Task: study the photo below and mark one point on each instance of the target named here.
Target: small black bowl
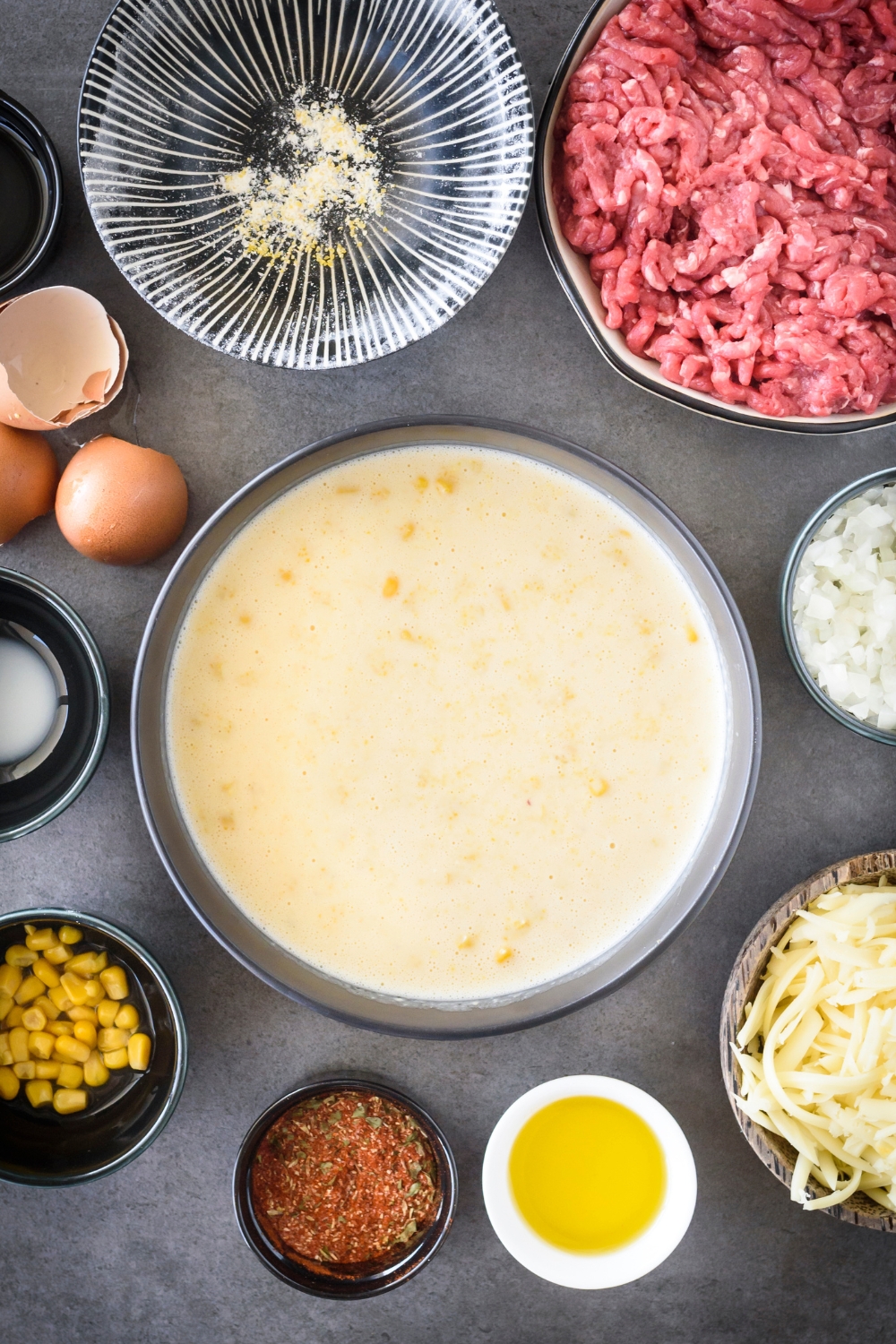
(38, 789)
(42, 1148)
(31, 193)
(346, 1282)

= = = =

• Request
Pictures in the records above are not copied; print everything else exactly.

• Task answer
Task: study the photo below and mark one point on each instance of the target named here.
Target: small black bowl
(38, 789)
(42, 1148)
(31, 193)
(346, 1282)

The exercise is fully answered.